**Vorliegender Text:**
■ ■ ■ ■ ■

Chloe Kelly ist keine Fußballerin wie jede andere. Die englische Offensivspielerin zeichnet sich nicht nur durch ihre Fertigkeiten am Ball aus, sondern auch durch ihre mentale Stärke. Dazu fehlt es ihr offensichtlich nicht an Selbstbewusstsein.
Das dürften spätestens seit dem Halbfinale alle gesehen haben, die bei der Frauen-EM nicht nur die deutschen Spiele verfolgt haben. Gegen Italien scheiterte Kelly per Elfmeter zunächst an der gegnerischen Torfrau, drückte den Nachschuss dann aber über die Linie. Ihr anschließender Jubel: eine Mixtur aus Cristiano Ronaldo und Thierry Henry.
Sie strotzte nur so vor Selbstverständnis, wie es nur eine Frau entwickeln kann, die schon einmal ein Finale entschieden hat. 2022 hatte Kelly England in der 110. Minute gegen Deutschland zum ersten EM-Titel geschossen. Am Sonntagabend gab es eine Wiederholung.

■ ■ ■ ■ ■

**Erfasste Angaben:**
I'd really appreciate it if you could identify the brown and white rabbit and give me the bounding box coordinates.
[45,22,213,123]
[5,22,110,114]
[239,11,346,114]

■ ■ ■ ■ ■

**Aufgabe 1:**
Zitieren Sie aus dem Text über Chloe Kelly den Abschnitt, der mit „Chloe Kelly ist“ beginnt und bis „es eine Wiederholung.“ weitergeht.
**Aufgabe 2:**
Führen Sie bitte den Text über Chloe Kelly im Anschluss an seinen letzten Satz fort.

**Antwortbereich 1:**
Chloe Kelly ist keine Fußballerin wie jede andere. Die englische Offensivspielerin zeichnet sich nicht nur durch ihre Fertigkeiten am Ball aus, sondern auch durch ihre mentale Stärke. Dazu fehlt es ihr offensichtlich nicht an Selbstbewusstsein.
Das dürften spätestens seit dem Halbfinale alle gesehen haben, die bei der Frauen-EM nicht nur die deutschen Spiele verfolgt haben. Gegen Italien scheiterte Kelly per Elfmeter zunächst an der gegnerischen Torfrau, drückte den Nachschuss dann aber über die Linie. Ihr anschließender Jubel: eine Mixtur aus Cristiano Ronaldo und Thierry Henry.
Sie strotzte nur so vor Selbstverständnis, wie es nur eine Frau entwickeln kann, die schon einmal ein Finale entschieden hat. 2022 hatte Kelly England in der 110. Minute gegen Deutschland zum ersten EM-Titel geschossen. Am Sonntagabend gab es eine Wiederholung.

**Antwortbereich 2:**
Im dramatischen Endspiel gegen Spanien, in dem es nach 90 sowie nach 120 Minuten 1:1 gestanden hatte, musste das Elfmeterschießen her. In dem vergaben die favorisierten Spanierinnen gleich drei Strafstöße. Kelly hingegen blieb ganz cool. Völlig egal, dass sie gegen Italien im ersten Anlauf doch eigentlich verschossen hatte.
"Ich wusste, dass ich das Ding ins Netz hauen würde. Ich verschieße keine Elfmeter zweimal", sagte sie nach dem Spiel. Wie es eine Spielerin wie Kelly eben sagt. In ihrem typischen, galoppierenden Stil nahm sie Anlauf und drosch die Kugel unhaltbar ins Tor.
Dieser Anlauf, in Puncto Denkwürdigkeit in einer Reihe mit dem tippelnden Simone Zaza oder dem hüpfenden Jorginho, sei einfach die "Routine, die für mich funktioniert", erklärte die Engländerin. "Einen Elfmeter ganz normal zu schießen, würde sich wahrscheinlich ein wenig komisch anfühlen." Das Gewöhnliche ist für die Außergewöhnliche eben falsch.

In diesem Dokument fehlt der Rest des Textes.